_Given task_
Count the lines in the records below that contain the string "windshield", where case counts. Reply with the number alone.

____ Records for this task

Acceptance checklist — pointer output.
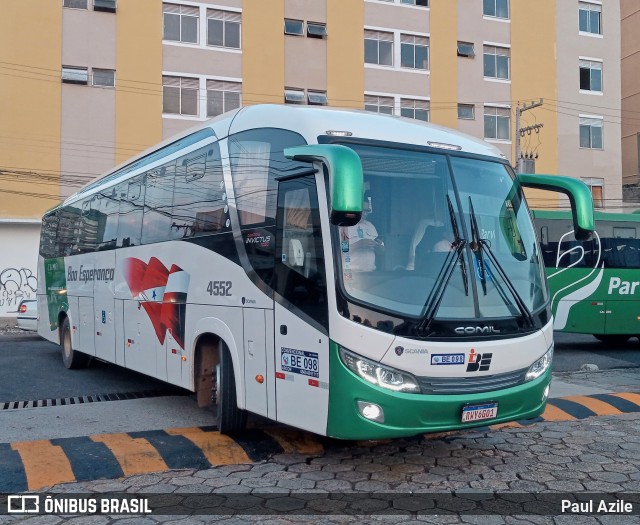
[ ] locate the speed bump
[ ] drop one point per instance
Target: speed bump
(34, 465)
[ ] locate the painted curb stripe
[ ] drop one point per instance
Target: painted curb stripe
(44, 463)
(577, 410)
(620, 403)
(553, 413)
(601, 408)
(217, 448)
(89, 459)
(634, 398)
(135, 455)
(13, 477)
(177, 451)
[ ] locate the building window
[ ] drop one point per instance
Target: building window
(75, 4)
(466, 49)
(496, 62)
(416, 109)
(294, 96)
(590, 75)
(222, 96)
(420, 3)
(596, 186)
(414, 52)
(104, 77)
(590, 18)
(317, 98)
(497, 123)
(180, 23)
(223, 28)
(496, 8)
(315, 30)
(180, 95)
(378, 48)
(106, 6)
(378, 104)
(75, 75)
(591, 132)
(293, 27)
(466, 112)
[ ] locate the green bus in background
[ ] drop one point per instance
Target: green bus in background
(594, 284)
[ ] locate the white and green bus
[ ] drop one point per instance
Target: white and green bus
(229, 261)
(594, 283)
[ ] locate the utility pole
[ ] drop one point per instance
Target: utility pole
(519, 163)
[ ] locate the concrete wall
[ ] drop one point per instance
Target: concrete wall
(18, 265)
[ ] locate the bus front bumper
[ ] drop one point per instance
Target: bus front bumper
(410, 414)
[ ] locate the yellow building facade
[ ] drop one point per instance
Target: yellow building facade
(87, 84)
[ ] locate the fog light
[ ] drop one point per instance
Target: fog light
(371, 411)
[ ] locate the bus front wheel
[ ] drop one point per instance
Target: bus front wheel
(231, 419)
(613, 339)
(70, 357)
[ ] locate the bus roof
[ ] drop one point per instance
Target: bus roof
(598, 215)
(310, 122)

________
____ Records for this task

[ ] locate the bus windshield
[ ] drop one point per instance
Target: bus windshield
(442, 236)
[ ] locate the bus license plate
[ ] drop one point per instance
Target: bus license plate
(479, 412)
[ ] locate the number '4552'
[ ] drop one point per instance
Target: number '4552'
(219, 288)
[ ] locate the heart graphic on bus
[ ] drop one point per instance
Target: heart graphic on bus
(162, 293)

________
____ Records for this task

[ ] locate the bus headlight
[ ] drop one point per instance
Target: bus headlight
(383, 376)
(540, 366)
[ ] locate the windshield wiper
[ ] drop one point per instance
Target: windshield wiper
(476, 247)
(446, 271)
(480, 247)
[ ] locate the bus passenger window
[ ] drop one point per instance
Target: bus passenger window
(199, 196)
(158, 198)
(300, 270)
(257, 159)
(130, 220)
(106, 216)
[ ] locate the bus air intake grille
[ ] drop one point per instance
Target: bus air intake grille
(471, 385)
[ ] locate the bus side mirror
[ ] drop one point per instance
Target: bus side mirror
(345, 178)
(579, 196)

________

_Exercise solution_
4